**Work instructions**
Reproduce the records from their start through the line containing "box: [1254, 549, 1313, 596]", swapping "loose" for "slack" and leaving everything else unchanged. Omit the pictures from your output.

BEGIN

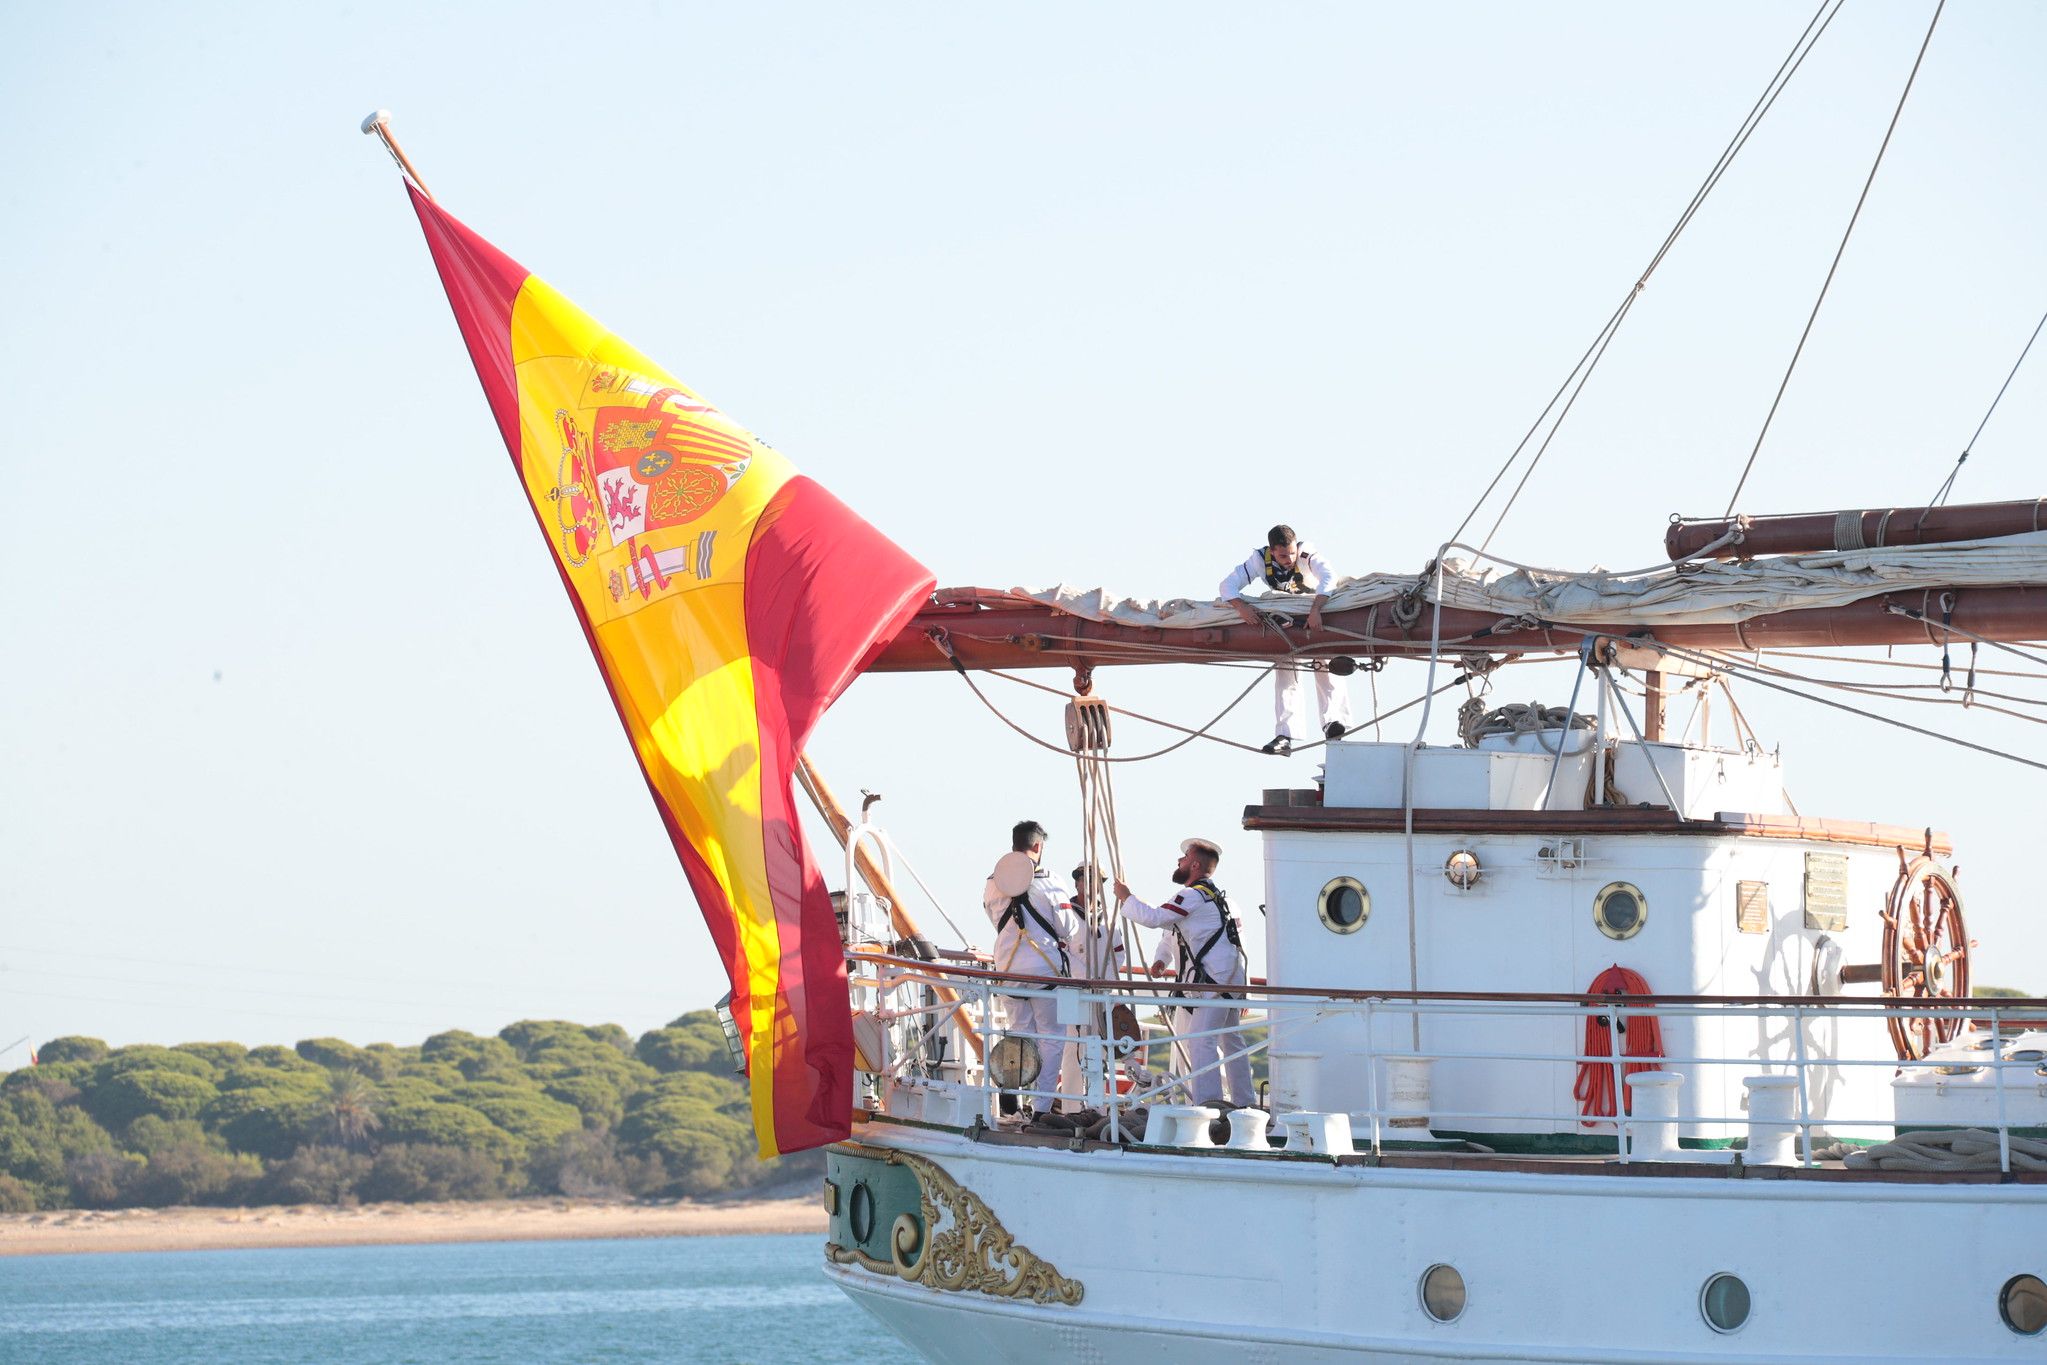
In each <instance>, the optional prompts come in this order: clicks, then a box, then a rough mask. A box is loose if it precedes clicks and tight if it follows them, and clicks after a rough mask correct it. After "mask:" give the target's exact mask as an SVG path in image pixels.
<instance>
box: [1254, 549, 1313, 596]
mask: <svg viewBox="0 0 2047 1365" xmlns="http://www.w3.org/2000/svg"><path fill="white" fill-rule="evenodd" d="M1259 563H1263V565H1265V585H1267V587H1271V589H1273V591H1308V579H1306V577H1302V571H1300V557H1298V555H1296V559H1294V565H1292V567H1288V569H1281V567H1279V563H1277V561H1275V559H1273V546H1269V544H1267V546H1263V548H1259Z"/></svg>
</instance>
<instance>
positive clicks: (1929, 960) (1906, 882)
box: [1883, 849, 1969, 1062]
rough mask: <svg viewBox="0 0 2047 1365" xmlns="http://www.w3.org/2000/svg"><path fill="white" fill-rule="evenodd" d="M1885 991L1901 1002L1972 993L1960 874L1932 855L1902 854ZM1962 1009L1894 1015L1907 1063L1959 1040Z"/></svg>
mask: <svg viewBox="0 0 2047 1365" xmlns="http://www.w3.org/2000/svg"><path fill="white" fill-rule="evenodd" d="M1883 995H1887V997H1891V999H1898V1001H1961V999H1967V997H1969V933H1967V929H1965V925H1963V921H1961V892H1959V890H1955V874H1953V872H1949V870H1947V868H1943V866H1941V864H1939V862H1936V860H1934V857H1932V855H1930V853H1920V855H1918V857H1914V860H1910V862H1908V860H1906V855H1904V851H1902V849H1900V853H1898V884H1896V886H1891V902H1889V909H1887V911H1883ZM1963 1023H1965V1019H1963V1015H1961V1011H1955V1013H1951V1015H1936V1017H1920V1019H1898V1017H1893V1019H1889V1025H1891V1046H1893V1048H1898V1058H1900V1060H1904V1062H1912V1060H1918V1058H1922V1056H1926V1054H1928V1052H1932V1050H1934V1048H1936V1046H1941V1044H1945V1042H1947V1040H1951V1038H1955V1033H1959V1031H1961V1025H1963Z"/></svg>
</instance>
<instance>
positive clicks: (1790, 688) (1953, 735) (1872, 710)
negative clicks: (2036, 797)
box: [1638, 641, 2047, 772]
mask: <svg viewBox="0 0 2047 1365" xmlns="http://www.w3.org/2000/svg"><path fill="white" fill-rule="evenodd" d="M1638 643H1640V645H1644V647H1646V649H1654V651H1658V653H1666V655H1674V657H1679V659H1691V661H1695V663H1705V665H1711V667H1717V669H1724V671H1728V673H1734V675H1736V677H1742V679H1746V681H1752V684H1756V686H1758V688H1769V690H1771V692H1785V694H1789V696H1795V698H1803V700H1808V702H1818V704H1820V706H1830V708H1834V710H1844V712H1848V714H1850V716H1863V718H1865V720H1879V722H1883V724H1889V726H1896V729H1900V731H1912V733H1914V735H1924V737H1926V739H1939V741H1941V743H1947V745H1957V747H1961V749H1973V751H1977V753H1988V755H1990V757H1996V759H2010V761H2012V763H2022V765H2027V767H2039V769H2041V772H2047V763H2041V761H2039V759H2029V757H2020V755H2016V753H2006V751H2004V749H1992V747H1990V745H1977V743H1973V741H1967V739H1957V737H1955V735H1943V733H1941V731H1928V729H1926V726H1922V724H1912V722H1908V720H1898V718H1893V716H1885V714H1879V712H1873V710H1863V708H1861V706H1848V704H1846V702H1834V700H1830V698H1824V696H1812V694H1810V692H1799V690H1797V688H1787V686H1785V684H1779V681H1771V679H1769V677H1767V675H1762V673H1758V671H1750V667H1748V665H1736V663H1730V661H1728V659H1713V657H1711V655H1701V653H1693V651H1689V649H1679V647H1676V645H1662V643H1652V641H1638Z"/></svg>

END

**Response**
In each <instance>, the optional prompts come in this order: clicks, then a box, then a rough mask. A box is slack if it precedes clicks and tight if it follows them, and clicks after a rough mask correct it. After "mask:" give the target's exact mask as an SVG path in image pixels.
<instance>
box: [1254, 549, 1313, 596]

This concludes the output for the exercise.